Supplied data Start Marker
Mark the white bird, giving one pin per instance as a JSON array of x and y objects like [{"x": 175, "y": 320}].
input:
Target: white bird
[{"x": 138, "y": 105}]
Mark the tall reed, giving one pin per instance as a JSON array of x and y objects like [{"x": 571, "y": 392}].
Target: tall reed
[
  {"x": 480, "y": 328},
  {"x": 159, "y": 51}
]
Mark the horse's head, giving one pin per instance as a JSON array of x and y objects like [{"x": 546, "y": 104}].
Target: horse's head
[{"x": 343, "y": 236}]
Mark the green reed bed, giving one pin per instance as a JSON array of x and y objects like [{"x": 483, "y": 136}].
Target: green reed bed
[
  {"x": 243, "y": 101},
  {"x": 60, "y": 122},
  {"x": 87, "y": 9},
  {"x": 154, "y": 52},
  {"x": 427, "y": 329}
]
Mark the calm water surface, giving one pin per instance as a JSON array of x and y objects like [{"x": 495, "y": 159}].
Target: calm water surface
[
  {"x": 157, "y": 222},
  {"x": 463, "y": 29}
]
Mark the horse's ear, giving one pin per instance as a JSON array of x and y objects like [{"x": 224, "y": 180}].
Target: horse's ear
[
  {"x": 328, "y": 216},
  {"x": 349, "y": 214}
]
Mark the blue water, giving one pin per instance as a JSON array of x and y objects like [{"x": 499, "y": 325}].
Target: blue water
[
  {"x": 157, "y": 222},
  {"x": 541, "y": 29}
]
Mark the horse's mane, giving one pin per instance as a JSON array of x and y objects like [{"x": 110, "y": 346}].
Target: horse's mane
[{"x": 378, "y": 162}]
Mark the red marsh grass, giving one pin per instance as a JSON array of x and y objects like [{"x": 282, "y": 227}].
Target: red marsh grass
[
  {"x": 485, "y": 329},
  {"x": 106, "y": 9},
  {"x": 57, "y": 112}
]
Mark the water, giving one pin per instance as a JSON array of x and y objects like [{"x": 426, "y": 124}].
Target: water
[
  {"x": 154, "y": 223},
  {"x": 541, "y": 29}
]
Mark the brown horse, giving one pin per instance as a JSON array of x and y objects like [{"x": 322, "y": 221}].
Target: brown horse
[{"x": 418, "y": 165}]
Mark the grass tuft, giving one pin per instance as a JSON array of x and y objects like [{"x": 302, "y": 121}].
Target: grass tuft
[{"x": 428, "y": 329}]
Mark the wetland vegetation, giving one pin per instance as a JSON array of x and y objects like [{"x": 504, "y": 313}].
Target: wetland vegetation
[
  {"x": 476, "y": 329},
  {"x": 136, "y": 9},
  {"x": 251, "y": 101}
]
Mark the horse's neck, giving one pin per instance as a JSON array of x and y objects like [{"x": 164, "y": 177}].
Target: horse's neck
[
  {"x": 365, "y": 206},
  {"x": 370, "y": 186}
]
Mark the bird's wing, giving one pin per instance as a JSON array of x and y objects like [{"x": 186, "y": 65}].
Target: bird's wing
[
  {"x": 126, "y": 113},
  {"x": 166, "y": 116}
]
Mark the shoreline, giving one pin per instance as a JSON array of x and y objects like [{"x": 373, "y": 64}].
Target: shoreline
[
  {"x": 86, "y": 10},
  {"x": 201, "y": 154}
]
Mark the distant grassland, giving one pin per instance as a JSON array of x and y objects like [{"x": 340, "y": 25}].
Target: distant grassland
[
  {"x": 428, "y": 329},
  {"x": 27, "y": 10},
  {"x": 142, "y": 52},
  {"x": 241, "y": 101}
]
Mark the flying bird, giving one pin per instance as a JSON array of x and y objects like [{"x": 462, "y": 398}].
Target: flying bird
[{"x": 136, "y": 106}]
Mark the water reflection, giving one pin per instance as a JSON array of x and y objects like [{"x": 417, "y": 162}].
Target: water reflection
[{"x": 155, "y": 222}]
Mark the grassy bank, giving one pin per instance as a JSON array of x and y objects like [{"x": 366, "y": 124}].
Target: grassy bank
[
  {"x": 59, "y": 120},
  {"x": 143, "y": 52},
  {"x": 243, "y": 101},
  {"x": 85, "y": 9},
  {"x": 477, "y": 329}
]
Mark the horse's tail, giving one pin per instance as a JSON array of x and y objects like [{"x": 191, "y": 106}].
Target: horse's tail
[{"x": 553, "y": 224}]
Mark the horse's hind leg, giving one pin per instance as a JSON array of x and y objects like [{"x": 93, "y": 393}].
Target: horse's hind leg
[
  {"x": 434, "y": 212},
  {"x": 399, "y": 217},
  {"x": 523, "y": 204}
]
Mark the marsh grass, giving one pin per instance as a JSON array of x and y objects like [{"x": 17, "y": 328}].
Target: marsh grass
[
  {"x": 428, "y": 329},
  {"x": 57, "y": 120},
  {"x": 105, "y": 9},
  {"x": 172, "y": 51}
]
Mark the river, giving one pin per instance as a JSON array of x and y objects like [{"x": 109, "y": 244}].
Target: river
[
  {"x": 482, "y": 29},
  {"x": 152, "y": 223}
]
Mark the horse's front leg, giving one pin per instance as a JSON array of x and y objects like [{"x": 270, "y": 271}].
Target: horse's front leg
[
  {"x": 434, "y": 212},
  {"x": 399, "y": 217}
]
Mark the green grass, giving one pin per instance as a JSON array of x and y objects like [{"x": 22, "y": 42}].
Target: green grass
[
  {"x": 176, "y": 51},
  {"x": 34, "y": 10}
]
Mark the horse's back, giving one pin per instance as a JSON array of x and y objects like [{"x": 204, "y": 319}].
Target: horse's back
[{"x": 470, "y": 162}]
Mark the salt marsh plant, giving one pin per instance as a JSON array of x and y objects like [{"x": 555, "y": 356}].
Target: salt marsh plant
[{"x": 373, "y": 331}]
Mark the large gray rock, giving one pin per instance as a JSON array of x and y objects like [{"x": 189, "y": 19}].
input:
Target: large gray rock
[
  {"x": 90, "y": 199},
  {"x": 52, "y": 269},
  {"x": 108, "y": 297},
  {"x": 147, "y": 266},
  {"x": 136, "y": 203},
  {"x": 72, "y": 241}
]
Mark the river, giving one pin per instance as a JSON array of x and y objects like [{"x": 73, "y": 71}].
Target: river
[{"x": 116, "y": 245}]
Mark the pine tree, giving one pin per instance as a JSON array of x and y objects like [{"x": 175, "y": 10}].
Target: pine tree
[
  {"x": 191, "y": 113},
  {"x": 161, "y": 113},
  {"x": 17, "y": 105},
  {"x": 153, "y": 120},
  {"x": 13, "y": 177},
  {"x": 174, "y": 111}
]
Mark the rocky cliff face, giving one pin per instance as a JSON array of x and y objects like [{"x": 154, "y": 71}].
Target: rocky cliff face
Supplied data End Marker
▸ Problem requirements: Copy out, from the listing above, every line that contains the word "cliff".

▸ Completed exercise:
Mark the rocky cliff face, giving one pin per instance as a JSON array of x and y objects like [{"x": 154, "y": 71}].
Target: rocky cliff face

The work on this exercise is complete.